--- begin ---

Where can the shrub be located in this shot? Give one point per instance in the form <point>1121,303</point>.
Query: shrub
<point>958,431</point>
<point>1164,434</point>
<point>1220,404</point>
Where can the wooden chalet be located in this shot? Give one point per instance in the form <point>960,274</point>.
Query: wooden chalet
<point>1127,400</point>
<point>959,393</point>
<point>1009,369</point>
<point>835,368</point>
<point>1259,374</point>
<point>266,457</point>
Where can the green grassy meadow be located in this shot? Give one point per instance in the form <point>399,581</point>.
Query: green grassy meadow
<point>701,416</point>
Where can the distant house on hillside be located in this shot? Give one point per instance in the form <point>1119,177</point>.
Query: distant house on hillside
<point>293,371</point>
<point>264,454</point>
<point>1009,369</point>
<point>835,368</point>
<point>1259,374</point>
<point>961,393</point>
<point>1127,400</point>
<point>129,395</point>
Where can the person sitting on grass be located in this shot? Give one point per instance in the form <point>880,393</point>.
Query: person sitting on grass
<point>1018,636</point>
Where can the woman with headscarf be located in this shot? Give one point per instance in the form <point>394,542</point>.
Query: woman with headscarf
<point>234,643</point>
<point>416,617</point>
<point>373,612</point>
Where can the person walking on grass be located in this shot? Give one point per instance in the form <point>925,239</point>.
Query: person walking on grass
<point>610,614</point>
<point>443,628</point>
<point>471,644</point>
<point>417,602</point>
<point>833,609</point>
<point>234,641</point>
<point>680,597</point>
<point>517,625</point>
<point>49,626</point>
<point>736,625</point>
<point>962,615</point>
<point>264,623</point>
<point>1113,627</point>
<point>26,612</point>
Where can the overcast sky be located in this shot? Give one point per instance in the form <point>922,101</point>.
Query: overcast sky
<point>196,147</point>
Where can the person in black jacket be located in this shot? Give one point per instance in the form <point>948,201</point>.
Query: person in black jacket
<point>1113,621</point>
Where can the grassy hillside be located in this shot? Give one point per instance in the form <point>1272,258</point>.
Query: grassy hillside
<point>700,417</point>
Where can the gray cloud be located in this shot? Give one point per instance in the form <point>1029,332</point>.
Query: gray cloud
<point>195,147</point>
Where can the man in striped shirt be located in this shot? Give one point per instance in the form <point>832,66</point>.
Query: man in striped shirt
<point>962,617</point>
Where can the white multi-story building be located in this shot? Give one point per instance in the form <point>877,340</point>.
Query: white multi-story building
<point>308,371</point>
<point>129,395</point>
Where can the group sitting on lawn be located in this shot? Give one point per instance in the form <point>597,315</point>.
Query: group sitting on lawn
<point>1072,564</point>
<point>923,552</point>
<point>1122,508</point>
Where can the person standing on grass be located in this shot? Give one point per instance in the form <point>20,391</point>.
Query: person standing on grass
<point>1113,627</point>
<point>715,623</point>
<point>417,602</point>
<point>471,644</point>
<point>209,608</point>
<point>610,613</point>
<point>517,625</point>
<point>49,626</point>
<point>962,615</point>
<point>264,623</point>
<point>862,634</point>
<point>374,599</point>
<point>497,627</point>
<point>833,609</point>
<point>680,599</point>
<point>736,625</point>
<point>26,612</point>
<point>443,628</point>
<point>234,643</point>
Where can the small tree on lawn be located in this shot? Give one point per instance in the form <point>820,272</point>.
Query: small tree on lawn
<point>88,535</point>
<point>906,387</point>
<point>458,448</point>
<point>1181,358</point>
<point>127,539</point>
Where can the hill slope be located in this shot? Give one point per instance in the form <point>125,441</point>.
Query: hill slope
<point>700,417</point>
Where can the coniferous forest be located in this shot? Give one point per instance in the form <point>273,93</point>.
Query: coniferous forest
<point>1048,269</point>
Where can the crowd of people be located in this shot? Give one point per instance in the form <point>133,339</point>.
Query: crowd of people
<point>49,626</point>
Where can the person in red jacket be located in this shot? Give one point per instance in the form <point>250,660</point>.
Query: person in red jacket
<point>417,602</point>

--- end ---

-- Requirements --
Rewrite the part of the records that opens with the line containing "Where can the wooden" and closes with the line containing "<point>701,416</point>", putting "log cabin" in place of "wooden chalet" and leaving everything else unchanged. Give only those lines.

-- Exercise response --
Where can the log cabin be located in this shot? Give one point per instance in the form <point>960,274</point>.
Query: log cabin
<point>1127,400</point>
<point>959,393</point>
<point>1009,369</point>
<point>835,368</point>
<point>1259,374</point>
<point>266,457</point>
Where can the green grassy meadow be located in this shot? Give one point per instance in the form <point>399,581</point>.
Query: green grassy meadow
<point>701,416</point>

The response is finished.